WHAT NEEDS TO BE DONE –
Starting at the line with "Task: locate the parked" and continuing through the last row, write out those lines again with their requests unchanged. In each answer, shift every coordinate by subtracting 25.

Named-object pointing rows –

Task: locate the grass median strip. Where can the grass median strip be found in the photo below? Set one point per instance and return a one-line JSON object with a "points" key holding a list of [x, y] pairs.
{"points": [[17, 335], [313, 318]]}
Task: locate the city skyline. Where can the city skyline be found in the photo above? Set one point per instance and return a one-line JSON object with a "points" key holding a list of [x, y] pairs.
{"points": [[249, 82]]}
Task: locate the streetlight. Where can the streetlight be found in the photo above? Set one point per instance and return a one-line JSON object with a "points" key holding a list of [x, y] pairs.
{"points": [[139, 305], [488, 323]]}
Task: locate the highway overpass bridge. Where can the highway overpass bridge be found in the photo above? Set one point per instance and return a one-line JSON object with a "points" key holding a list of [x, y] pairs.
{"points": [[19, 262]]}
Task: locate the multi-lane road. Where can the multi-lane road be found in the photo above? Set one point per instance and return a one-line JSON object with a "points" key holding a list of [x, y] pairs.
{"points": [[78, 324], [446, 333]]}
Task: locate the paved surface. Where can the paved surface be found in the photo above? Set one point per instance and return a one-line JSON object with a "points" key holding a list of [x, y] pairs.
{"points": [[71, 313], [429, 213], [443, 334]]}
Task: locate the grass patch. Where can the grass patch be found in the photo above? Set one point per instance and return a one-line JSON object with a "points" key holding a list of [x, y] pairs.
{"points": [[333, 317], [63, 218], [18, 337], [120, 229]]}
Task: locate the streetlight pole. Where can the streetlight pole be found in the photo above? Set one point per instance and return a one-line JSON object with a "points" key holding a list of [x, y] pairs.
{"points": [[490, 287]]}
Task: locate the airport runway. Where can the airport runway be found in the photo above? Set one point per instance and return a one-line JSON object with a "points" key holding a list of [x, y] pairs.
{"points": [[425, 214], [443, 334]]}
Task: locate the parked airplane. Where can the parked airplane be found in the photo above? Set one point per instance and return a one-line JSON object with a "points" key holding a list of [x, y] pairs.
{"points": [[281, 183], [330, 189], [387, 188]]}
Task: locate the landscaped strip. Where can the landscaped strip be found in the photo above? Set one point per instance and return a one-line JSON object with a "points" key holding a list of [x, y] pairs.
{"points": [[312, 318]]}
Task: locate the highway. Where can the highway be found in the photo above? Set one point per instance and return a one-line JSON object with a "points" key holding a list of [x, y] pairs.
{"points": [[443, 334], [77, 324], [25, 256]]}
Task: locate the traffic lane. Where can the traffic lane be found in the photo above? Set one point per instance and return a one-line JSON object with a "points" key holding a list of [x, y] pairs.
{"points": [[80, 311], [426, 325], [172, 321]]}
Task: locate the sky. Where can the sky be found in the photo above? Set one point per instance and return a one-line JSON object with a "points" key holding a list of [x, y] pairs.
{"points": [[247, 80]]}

REPLY TO THE EXERCISE –
Task: locate the parked airplane. Where can the parked airplane be found in the photo above? Set one point per instance and return a one-line JSON object with a "points" key holding a list of [x, y] pairs.
{"points": [[256, 158], [305, 164], [362, 163]]}
Task: locate the landscaped strip. Where can the landscaped strip be found in the photo above? Set one point per instance and return a one-line JSON object with a "points" key holding a list of [x, y] pairs.
{"points": [[287, 293]]}
Task: locate the highway. Where can the highway be found in the photo above? Set one point per instance and return a one-line JSON object with a "points" key holding a list of [x, y] pairs.
{"points": [[418, 309], [52, 299], [0, 231]]}
Task: locate the traffic lane. Where can the traffic lane be found in the photo above? Set one point per instance and return a one-line JSON object with a "points" key holding a list of [x, y] pairs.
{"points": [[55, 286], [401, 300], [147, 296]]}
Task: locate the sky. Where can the sky be found in the photo above? Set one point per instance and return a one-line JSON object with a "points" key holding a list of [x, y] pairs.
{"points": [[222, 55]]}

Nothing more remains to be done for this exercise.